- [AUFGABENSTELLUNG] Gilt laut dem Dokumentabschnitt die fehlende Förderung einer Beschäftigung durch den Leistungsträger als wichtiger Grund, diese Beschäftigung aufzugeben?

Aktenzeichen S 10 AS 5/17
SGB III § 159 Abs. 1 S. 2 Nr. 1
Leitsatz
1 Eine zu einer Saktion führende Pflichtverletzung liegt bereits vor, wenn ein erwerbsfähiger Leistungsberechtigter ein bestehendes Beschäftigungsverhältnis ohne wichtigen Grund aufgibt. Ein weiter fortbestehendes Arbeitsverhältnis ist insoweit irrelevant. (Rn. 23) (redaktioneller Leitsatz)
2 Eine fehlende Förderung einer Beschäftigung durch den Leistungsträger ist kein wichtiger Grund für die Aufgabe dieser Beschäftigung. (Rn. 26) (redaktioneller Leitsatz)

- [QUELLENMATERIAL]
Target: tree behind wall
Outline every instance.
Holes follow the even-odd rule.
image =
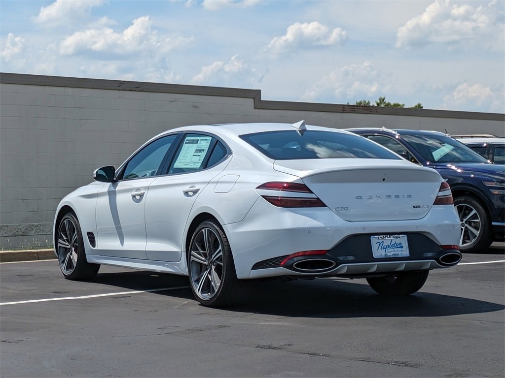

- [SCHRIFTLICHE LÖSUNG] Nein, eine fehlende Förderung durch den Leistungsträger ist kein wichtiger Grund für die Aufgabe der Beschäftigung.